-- What the task asks --
Copy the listing below word for word, from its first line through the line containing "column 1009, row 451", with both ends included.

-- Records for the task --
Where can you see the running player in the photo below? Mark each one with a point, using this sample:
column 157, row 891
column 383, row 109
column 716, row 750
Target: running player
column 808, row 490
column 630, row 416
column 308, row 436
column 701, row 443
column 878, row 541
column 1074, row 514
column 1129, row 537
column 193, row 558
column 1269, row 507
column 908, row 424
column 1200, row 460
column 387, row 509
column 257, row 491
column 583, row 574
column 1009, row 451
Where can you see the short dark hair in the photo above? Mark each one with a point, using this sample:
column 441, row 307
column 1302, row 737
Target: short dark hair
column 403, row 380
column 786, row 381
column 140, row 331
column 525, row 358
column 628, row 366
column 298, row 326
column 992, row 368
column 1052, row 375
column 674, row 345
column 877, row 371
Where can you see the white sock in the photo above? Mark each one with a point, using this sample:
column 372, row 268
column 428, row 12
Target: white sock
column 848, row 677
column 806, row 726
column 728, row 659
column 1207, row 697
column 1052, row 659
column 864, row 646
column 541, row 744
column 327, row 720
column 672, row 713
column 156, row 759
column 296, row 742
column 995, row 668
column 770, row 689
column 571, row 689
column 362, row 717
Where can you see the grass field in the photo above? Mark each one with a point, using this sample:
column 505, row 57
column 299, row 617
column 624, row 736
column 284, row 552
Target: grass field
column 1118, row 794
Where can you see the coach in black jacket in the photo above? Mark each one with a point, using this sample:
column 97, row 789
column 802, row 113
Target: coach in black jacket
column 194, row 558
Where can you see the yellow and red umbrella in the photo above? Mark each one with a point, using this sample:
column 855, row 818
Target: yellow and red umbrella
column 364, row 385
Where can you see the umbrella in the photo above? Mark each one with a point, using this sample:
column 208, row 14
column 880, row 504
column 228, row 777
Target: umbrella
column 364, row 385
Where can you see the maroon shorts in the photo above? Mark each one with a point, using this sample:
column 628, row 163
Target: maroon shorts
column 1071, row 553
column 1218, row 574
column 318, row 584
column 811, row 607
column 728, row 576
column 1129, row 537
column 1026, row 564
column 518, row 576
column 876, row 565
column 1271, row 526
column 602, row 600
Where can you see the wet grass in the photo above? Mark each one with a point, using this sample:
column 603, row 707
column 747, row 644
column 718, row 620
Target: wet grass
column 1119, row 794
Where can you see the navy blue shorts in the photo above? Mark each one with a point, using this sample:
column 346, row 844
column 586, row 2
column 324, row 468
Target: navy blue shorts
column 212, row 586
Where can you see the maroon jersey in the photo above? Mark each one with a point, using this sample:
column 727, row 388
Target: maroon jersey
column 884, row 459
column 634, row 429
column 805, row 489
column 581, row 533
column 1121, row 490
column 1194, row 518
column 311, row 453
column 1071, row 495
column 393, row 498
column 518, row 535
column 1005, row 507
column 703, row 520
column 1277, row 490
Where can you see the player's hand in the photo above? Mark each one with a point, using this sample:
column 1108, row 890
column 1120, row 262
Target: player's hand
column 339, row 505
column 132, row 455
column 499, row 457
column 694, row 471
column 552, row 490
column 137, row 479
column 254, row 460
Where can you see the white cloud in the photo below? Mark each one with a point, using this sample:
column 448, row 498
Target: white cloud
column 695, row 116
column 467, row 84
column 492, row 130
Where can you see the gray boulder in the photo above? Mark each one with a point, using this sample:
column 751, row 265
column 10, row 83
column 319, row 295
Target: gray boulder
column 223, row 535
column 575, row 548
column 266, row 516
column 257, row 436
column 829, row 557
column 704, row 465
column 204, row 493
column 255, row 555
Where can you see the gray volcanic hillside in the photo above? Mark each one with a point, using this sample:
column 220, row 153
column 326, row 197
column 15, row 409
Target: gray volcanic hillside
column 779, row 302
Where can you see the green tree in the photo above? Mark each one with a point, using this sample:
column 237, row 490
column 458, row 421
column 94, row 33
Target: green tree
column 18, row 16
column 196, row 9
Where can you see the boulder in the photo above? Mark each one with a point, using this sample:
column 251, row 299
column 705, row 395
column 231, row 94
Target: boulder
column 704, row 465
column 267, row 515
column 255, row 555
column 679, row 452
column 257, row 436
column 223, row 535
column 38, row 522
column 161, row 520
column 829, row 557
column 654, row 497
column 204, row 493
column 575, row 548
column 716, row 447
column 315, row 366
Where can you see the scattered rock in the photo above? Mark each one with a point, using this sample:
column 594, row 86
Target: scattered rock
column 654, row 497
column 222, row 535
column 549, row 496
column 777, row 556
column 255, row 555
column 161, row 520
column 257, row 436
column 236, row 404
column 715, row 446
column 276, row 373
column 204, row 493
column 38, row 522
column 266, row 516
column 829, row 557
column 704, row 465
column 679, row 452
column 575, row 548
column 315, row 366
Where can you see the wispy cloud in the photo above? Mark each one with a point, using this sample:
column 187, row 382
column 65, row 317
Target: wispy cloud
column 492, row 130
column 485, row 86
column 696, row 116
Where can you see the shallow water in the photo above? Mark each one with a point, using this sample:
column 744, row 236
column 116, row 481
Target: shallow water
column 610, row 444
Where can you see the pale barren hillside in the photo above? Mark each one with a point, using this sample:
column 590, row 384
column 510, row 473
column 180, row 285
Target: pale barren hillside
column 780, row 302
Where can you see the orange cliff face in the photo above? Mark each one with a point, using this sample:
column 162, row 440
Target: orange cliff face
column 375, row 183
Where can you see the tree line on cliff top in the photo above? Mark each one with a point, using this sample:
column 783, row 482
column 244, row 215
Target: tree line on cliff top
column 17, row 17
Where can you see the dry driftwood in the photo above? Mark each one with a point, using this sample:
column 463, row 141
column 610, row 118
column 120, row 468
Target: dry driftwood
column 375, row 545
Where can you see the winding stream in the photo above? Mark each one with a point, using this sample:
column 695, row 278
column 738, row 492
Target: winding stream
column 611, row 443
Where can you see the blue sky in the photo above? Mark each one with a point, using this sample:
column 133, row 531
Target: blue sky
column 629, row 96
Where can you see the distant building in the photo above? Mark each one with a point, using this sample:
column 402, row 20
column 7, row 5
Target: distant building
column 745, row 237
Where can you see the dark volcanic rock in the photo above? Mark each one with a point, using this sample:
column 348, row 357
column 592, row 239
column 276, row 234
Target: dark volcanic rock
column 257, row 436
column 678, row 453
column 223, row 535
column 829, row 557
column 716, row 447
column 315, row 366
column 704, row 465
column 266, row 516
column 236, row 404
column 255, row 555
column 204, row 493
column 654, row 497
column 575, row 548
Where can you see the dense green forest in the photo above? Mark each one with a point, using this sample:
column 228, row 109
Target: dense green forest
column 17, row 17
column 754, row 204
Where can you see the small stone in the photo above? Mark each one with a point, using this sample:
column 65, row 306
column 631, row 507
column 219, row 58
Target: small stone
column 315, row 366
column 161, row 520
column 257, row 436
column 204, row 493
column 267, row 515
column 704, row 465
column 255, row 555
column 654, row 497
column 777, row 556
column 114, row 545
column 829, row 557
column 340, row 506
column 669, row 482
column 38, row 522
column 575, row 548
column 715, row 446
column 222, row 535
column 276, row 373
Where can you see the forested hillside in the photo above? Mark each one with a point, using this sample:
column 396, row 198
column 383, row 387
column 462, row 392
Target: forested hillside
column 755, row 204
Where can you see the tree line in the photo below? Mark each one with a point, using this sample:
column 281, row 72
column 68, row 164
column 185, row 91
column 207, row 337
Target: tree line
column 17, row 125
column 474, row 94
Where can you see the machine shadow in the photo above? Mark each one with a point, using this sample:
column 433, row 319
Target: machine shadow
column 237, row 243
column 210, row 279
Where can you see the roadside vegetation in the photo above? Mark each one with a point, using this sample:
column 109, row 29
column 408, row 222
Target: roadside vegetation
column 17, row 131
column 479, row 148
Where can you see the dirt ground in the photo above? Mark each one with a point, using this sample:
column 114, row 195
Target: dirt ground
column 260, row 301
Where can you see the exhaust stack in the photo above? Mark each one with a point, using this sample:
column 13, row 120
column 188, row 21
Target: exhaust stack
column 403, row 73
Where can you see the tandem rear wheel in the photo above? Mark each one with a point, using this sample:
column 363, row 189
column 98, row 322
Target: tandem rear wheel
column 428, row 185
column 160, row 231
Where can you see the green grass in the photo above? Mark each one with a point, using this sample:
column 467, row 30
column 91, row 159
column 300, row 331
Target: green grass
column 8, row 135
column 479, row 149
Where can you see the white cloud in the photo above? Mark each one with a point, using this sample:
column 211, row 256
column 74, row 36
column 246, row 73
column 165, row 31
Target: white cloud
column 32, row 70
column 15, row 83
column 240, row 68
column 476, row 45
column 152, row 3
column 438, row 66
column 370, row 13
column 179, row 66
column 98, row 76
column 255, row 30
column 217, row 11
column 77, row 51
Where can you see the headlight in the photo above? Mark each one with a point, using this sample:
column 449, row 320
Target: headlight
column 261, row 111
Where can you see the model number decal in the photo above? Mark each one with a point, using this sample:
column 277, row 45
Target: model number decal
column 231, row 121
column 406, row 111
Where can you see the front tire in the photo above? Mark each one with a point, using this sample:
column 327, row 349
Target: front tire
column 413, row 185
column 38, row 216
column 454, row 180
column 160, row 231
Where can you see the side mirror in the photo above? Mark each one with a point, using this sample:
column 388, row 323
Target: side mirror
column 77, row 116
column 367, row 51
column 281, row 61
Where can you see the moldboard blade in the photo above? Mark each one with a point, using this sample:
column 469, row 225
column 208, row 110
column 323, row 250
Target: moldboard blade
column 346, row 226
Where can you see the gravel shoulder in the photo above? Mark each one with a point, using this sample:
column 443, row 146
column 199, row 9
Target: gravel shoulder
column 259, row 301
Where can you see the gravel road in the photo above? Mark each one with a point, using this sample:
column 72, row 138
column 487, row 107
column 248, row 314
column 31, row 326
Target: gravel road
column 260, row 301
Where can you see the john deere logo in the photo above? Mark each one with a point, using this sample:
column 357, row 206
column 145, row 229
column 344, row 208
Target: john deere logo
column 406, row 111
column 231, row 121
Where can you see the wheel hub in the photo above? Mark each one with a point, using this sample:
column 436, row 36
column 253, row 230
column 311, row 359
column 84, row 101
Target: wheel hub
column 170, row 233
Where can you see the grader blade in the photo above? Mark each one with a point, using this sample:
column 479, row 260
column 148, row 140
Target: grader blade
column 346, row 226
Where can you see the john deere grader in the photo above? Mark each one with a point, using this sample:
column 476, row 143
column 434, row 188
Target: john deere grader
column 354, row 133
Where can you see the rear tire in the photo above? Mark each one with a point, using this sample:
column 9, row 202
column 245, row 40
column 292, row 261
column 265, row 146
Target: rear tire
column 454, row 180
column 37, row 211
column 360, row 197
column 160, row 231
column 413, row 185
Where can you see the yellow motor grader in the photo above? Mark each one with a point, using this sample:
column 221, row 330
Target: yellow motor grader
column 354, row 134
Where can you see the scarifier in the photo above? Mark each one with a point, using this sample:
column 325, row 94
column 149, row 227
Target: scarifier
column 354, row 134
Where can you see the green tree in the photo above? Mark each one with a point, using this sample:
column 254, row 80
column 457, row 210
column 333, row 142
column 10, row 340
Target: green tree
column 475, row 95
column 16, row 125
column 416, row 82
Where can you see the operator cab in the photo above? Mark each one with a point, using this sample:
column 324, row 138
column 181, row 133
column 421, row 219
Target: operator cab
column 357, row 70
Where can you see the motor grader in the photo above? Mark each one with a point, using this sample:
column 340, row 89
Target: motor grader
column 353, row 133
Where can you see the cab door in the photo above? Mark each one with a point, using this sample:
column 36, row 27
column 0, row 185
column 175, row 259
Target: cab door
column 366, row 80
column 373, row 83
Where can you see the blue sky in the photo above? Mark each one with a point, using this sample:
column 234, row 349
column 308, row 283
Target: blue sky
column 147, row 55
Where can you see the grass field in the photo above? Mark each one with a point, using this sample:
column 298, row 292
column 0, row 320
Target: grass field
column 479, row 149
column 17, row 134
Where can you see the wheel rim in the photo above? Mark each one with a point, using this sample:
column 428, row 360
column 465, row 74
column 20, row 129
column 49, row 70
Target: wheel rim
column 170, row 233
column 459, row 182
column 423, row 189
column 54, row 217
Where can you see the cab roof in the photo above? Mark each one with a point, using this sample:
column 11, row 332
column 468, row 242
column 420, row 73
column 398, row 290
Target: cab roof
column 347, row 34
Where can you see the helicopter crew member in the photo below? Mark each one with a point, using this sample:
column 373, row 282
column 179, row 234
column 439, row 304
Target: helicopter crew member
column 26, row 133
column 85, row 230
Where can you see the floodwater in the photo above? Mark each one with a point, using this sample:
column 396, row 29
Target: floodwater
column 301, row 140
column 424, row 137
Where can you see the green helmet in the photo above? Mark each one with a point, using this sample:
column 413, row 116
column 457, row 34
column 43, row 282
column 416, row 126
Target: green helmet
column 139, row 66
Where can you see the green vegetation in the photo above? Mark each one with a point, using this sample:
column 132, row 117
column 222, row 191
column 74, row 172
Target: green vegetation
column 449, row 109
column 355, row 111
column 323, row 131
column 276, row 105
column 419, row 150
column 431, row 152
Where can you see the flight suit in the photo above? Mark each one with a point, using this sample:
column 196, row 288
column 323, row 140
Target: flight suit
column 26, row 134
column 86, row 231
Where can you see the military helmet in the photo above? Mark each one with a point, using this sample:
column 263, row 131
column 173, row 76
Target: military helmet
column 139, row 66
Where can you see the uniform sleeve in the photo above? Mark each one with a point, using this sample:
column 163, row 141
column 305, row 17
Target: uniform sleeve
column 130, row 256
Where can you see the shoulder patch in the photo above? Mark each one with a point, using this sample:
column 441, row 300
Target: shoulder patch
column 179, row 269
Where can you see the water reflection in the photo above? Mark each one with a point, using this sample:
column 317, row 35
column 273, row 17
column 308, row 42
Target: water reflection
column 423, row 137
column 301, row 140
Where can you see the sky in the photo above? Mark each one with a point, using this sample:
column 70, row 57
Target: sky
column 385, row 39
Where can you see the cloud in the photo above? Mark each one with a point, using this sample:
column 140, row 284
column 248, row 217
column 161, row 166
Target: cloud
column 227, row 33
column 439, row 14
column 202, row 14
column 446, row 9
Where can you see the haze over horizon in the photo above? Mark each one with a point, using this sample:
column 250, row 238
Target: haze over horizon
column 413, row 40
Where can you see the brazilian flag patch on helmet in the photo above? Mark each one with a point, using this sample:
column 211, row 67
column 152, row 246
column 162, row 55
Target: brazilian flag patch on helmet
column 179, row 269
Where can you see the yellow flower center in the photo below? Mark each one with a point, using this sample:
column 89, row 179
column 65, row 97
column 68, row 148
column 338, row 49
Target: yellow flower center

-- Result of this exercise --
Where can you see the running player in the photo below? Mark each one with a point, using this sample:
column 157, row 891
column 383, row 109
column 716, row 750
Target: running player
column 808, row 490
column 630, row 416
column 308, row 436
column 701, row 443
column 878, row 541
column 1074, row 514
column 1129, row 537
column 193, row 558
column 1269, row 507
column 908, row 424
column 1200, row 460
column 387, row 509
column 257, row 491
column 583, row 574
column 1009, row 451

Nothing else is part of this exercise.